Natural-language object grounding data
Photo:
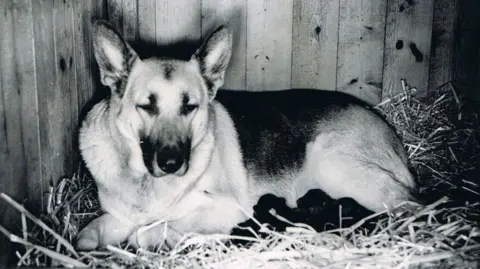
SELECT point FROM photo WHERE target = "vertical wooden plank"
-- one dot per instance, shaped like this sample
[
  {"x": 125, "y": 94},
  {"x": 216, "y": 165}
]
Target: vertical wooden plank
[
  {"x": 360, "y": 46},
  {"x": 269, "y": 44},
  {"x": 59, "y": 110},
  {"x": 20, "y": 172},
  {"x": 146, "y": 20},
  {"x": 45, "y": 80},
  {"x": 233, "y": 14},
  {"x": 177, "y": 21},
  {"x": 467, "y": 47},
  {"x": 115, "y": 13},
  {"x": 130, "y": 19},
  {"x": 84, "y": 14},
  {"x": 315, "y": 39},
  {"x": 407, "y": 45},
  {"x": 443, "y": 40}
]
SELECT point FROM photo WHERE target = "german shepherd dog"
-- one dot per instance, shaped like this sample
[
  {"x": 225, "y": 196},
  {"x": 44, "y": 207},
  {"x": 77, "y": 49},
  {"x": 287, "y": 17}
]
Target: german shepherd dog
[{"x": 171, "y": 155}]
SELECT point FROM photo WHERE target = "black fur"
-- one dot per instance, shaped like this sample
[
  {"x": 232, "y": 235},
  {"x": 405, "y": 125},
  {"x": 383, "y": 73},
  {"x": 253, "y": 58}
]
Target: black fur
[{"x": 275, "y": 127}]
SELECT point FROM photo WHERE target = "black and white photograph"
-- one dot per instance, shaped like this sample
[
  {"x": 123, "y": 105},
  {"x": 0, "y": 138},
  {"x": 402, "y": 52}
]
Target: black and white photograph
[{"x": 234, "y": 134}]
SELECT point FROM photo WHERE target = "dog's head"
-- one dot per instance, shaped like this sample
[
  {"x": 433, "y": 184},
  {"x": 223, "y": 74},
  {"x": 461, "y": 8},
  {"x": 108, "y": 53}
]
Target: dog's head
[{"x": 163, "y": 104}]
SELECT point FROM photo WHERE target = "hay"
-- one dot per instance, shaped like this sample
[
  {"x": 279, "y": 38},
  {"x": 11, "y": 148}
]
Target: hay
[{"x": 441, "y": 135}]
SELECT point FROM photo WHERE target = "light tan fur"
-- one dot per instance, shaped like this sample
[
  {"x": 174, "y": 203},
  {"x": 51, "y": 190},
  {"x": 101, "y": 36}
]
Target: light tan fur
[{"x": 353, "y": 154}]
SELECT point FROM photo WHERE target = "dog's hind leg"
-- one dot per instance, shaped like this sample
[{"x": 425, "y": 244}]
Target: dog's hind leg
[{"x": 102, "y": 231}]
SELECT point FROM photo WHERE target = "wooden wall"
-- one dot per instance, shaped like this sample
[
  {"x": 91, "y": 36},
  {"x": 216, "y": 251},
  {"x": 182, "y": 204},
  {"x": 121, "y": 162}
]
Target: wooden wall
[{"x": 47, "y": 72}]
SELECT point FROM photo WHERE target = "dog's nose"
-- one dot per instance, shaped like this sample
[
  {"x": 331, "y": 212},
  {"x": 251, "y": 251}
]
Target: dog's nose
[{"x": 170, "y": 160}]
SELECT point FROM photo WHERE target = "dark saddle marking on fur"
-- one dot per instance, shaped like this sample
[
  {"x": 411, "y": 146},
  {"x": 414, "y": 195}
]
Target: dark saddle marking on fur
[{"x": 274, "y": 127}]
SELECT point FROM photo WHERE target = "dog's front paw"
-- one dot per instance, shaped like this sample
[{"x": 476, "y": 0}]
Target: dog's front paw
[{"x": 156, "y": 237}]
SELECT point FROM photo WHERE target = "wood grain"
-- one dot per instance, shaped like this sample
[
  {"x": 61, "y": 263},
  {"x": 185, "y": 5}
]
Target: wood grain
[
  {"x": 360, "y": 47},
  {"x": 443, "y": 40},
  {"x": 146, "y": 20},
  {"x": 269, "y": 44},
  {"x": 115, "y": 13},
  {"x": 233, "y": 14},
  {"x": 314, "y": 48},
  {"x": 177, "y": 21},
  {"x": 407, "y": 45},
  {"x": 20, "y": 172},
  {"x": 130, "y": 19},
  {"x": 467, "y": 46},
  {"x": 60, "y": 115}
]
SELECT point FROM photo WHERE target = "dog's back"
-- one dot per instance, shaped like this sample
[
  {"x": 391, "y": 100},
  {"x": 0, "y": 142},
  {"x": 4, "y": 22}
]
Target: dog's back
[{"x": 296, "y": 140}]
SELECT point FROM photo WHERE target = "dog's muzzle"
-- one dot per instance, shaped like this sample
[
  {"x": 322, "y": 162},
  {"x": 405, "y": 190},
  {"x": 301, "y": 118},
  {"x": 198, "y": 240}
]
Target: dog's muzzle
[{"x": 171, "y": 159}]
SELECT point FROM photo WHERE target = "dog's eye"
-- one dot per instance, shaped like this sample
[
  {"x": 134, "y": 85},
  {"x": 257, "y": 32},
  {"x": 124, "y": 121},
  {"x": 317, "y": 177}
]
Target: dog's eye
[
  {"x": 188, "y": 108},
  {"x": 149, "y": 108}
]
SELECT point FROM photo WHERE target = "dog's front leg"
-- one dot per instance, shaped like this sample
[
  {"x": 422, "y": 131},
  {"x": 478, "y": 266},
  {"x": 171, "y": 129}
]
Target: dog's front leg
[{"x": 102, "y": 231}]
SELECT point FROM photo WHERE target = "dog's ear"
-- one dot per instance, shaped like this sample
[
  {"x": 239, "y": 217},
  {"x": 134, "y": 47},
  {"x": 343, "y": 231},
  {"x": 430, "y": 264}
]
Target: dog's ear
[
  {"x": 214, "y": 55},
  {"x": 114, "y": 56}
]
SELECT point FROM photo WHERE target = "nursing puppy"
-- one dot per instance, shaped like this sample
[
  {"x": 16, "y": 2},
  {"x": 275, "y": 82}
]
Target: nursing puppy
[{"x": 171, "y": 155}]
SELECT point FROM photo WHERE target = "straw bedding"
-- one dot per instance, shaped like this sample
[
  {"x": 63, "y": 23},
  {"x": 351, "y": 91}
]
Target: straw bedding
[{"x": 441, "y": 135}]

▶ TASK: With the pictures omitted, the entries are to be transcribed in full, exactly as they appear.

▶ RESPONSE TO THIS TASK:
Photo:
SELECT point FROM photo WHERE target = "vertical wooden plank"
-- one dot per instance, shaped like this sample
[
  {"x": 125, "y": 94},
  {"x": 216, "y": 165}
]
Target: vertical wooden plank
[
  {"x": 360, "y": 46},
  {"x": 269, "y": 44},
  {"x": 59, "y": 110},
  {"x": 20, "y": 172},
  {"x": 146, "y": 20},
  {"x": 45, "y": 80},
  {"x": 233, "y": 14},
  {"x": 177, "y": 21},
  {"x": 467, "y": 47},
  {"x": 115, "y": 13},
  {"x": 130, "y": 19},
  {"x": 84, "y": 14},
  {"x": 315, "y": 39},
  {"x": 407, "y": 45},
  {"x": 443, "y": 40}
]
SELECT point FROM photo WHERE target = "german shepherd dog"
-- one dot per instance, shaped like this sample
[
  {"x": 225, "y": 196},
  {"x": 44, "y": 207},
  {"x": 77, "y": 49},
  {"x": 287, "y": 17}
]
Target: german shepherd dog
[{"x": 171, "y": 155}]
SELECT point FROM photo WHERE target = "black fur"
-- one dot per instance, shaped like this sample
[
  {"x": 232, "y": 235},
  {"x": 405, "y": 125},
  {"x": 383, "y": 73},
  {"x": 253, "y": 58}
]
Target: black fur
[{"x": 275, "y": 127}]
SELECT point FROM photo WHERE target = "black and white photograph"
-- one dot per instance, shaped like this sample
[
  {"x": 123, "y": 105},
  {"x": 0, "y": 138},
  {"x": 402, "y": 52}
]
Target: black and white photograph
[{"x": 234, "y": 134}]
SELECT point FROM photo WHERE target = "dog's head"
-- one dot per instance, shaped like this sample
[
  {"x": 433, "y": 184},
  {"x": 223, "y": 74},
  {"x": 461, "y": 8},
  {"x": 108, "y": 53}
]
Target: dog's head
[{"x": 163, "y": 104}]
SELECT point FROM photo WHERE target = "hay"
-- one dot per instance, shaped like this sample
[
  {"x": 279, "y": 38},
  {"x": 11, "y": 148}
]
Target: hay
[{"x": 441, "y": 135}]
SELECT point FROM photo WHERE target = "light tan fur"
-- one dot per instance, shaped like this sample
[
  {"x": 174, "y": 203},
  {"x": 51, "y": 190},
  {"x": 101, "y": 36}
]
Target: light tan fur
[{"x": 353, "y": 154}]
SELECT point FROM photo WHERE target = "dog's hind leg"
-- one dot per instance, shaped like this sample
[{"x": 425, "y": 244}]
Target: dog's hind leg
[{"x": 102, "y": 231}]
SELECT point FROM photo WHERE target = "wooden wall"
-- one dot per instance, shaped like this sample
[
  {"x": 91, "y": 36},
  {"x": 216, "y": 251},
  {"x": 182, "y": 204},
  {"x": 121, "y": 162}
]
Target: wooden wall
[{"x": 47, "y": 72}]
SELECT point FROM photo WHERE target = "dog's nose"
-- one dot per instance, shaped like this sample
[
  {"x": 331, "y": 212},
  {"x": 251, "y": 251}
]
Target: dog's nose
[{"x": 170, "y": 160}]
SELECT point FROM photo WHERE target = "dark saddle marking on fur"
-- one dot per instance, shaped like this sample
[
  {"x": 411, "y": 146},
  {"x": 414, "y": 195}
]
Target: dark saddle marking on fur
[{"x": 274, "y": 127}]
SELECT point FROM photo WHERE target = "dog's front paw"
-- one dot per instance, shaped like this sample
[{"x": 476, "y": 0}]
Target: dog's front paw
[{"x": 156, "y": 237}]
SELECT point FROM photo WHERE target = "wood grain"
-- one dot per instance, shaped like this sample
[
  {"x": 61, "y": 263},
  {"x": 185, "y": 5}
]
Target: wood grain
[
  {"x": 360, "y": 47},
  {"x": 443, "y": 40},
  {"x": 146, "y": 20},
  {"x": 269, "y": 44},
  {"x": 115, "y": 13},
  {"x": 233, "y": 14},
  {"x": 314, "y": 48},
  {"x": 177, "y": 21},
  {"x": 407, "y": 45},
  {"x": 20, "y": 172},
  {"x": 130, "y": 19},
  {"x": 467, "y": 46},
  {"x": 60, "y": 115}
]
SELECT point FROM photo WHERE target = "dog's back"
-- one dot per instance, shaped like this sample
[
  {"x": 391, "y": 100},
  {"x": 0, "y": 142},
  {"x": 4, "y": 22}
]
Target: dog's back
[{"x": 296, "y": 140}]
SELECT point FROM photo WHERE target = "dog's muzzle"
-- one dot per instance, shaped like this sample
[
  {"x": 322, "y": 162},
  {"x": 405, "y": 190},
  {"x": 301, "y": 118},
  {"x": 198, "y": 240}
]
Target: dog's muzzle
[{"x": 171, "y": 159}]
SELECT point FROM photo WHERE target = "dog's eye"
-- one dot per instance, shaped like this sample
[
  {"x": 134, "y": 85},
  {"x": 257, "y": 32},
  {"x": 124, "y": 121},
  {"x": 317, "y": 177}
]
Target: dog's eye
[
  {"x": 188, "y": 108},
  {"x": 149, "y": 108}
]
SELECT point FROM photo WHERE target = "dog's front leg"
-- one dot per instance, shaped like this sample
[
  {"x": 422, "y": 131},
  {"x": 478, "y": 266},
  {"x": 171, "y": 129}
]
Target: dog's front leg
[{"x": 102, "y": 231}]
SELECT point FROM photo WHERE target = "dog's ear"
-- one dot per instance, shaped like this sample
[
  {"x": 239, "y": 217},
  {"x": 134, "y": 47},
  {"x": 343, "y": 231},
  {"x": 430, "y": 264}
]
Target: dog's ear
[
  {"x": 214, "y": 55},
  {"x": 114, "y": 56}
]
SELECT point FROM photo WHERE target = "nursing puppy"
-- one dot per instance, shaped like this sample
[
  {"x": 16, "y": 2},
  {"x": 275, "y": 82}
]
Target: nursing puppy
[{"x": 171, "y": 155}]
SELECT point FROM photo WHERE target = "straw bedding"
-- one dot per instance, shaped like this sample
[
  {"x": 63, "y": 23},
  {"x": 351, "y": 91}
]
Target: straw bedding
[{"x": 441, "y": 135}]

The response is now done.